[begin ENTRIES]

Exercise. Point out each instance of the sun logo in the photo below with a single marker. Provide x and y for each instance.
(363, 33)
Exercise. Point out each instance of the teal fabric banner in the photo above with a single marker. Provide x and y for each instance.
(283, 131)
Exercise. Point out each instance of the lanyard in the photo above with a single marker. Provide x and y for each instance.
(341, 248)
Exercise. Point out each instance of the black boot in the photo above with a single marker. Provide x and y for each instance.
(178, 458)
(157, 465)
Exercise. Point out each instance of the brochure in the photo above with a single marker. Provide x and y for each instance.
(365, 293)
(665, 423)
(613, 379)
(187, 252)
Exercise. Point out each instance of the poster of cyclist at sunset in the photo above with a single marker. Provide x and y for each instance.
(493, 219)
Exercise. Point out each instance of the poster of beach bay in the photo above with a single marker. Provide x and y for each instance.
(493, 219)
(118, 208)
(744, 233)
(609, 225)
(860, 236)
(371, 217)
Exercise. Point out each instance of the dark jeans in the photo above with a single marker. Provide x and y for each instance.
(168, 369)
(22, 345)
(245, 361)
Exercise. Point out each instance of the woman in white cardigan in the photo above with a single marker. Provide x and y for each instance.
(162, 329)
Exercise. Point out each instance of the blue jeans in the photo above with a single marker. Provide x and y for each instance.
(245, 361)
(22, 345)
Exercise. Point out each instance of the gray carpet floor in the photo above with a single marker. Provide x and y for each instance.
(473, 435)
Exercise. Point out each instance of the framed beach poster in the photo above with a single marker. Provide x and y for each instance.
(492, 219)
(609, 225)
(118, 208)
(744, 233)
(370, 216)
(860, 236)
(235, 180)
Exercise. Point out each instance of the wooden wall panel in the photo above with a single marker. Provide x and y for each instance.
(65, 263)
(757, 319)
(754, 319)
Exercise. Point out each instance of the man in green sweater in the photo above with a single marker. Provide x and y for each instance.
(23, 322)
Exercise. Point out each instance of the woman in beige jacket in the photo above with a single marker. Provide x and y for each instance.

[end ENTRIES]

#### WHAT YOU HAVE TO DO:
Quote every row above word for word, each on its own line and in the same order.

#### TASK ANSWER:
Exercise. Point out each instance of the sun logo in the photo below with a single marker. Provide x and y for each instance.
(363, 33)
Exercise. Point out each instance of the teal fabric banner in the photo above with a single marker. Provide x and y for each instance.
(283, 131)
Exercise. Point out each instance of the lanyard in the photo above with a single marker. Provide x and y for each instance.
(341, 248)
Exercise. Point out each instance of the black boot in the photo above with a single marker. Provide x and y for each instance.
(178, 458)
(157, 465)
Exercise. Point out each instance of the brochure in the photo above with a single marker. Provide x and y for each instance.
(365, 293)
(665, 423)
(613, 379)
(187, 252)
Exercise. Point out each instance of the poster of cyclist at sunset in the photo above with a single marker. Provide x and y for each instance.
(493, 219)
Exercise. Point out each instance of the poster of beach bay in the photo above with a single marker. Provide x and y for each instance.
(493, 219)
(118, 208)
(744, 233)
(609, 225)
(860, 236)
(371, 217)
Exercise. Point out each instance of the dark jeans in the photo above with a single marker. Provide x and y for each instance.
(168, 369)
(22, 345)
(245, 361)
Exercise. Point out each instance of the woman in white cardigan in the photo above with a single marker. Provide x and y for each instance.
(162, 329)
Exercise. Point out each instance of the blue jeans in the photo above with a single marker. Provide x and y for each instance.
(245, 361)
(22, 345)
Exercise. Point out each instance of the gray carpet floor in the photo above with a single marker. Provide x and y for each instance.
(473, 435)
Exercise. Point out each instance of the framed beach poster in the photo above with a single marker. Provide x and y for each instance.
(492, 219)
(609, 225)
(118, 208)
(744, 233)
(370, 216)
(860, 236)
(235, 180)
Exercise. Point out each instance of the wooden wall panel in the photo above with a single marker. Provide x and y for each instance.
(65, 263)
(757, 319)
(754, 319)
Exercise. Point out each instance of the man in green sweater in the photo above with a single marker. Provide x and y for each instance.
(23, 322)
Exercise. Point out each instance of the woman in beige jacket in the photo above with a single marker. Provide x and y for each instance.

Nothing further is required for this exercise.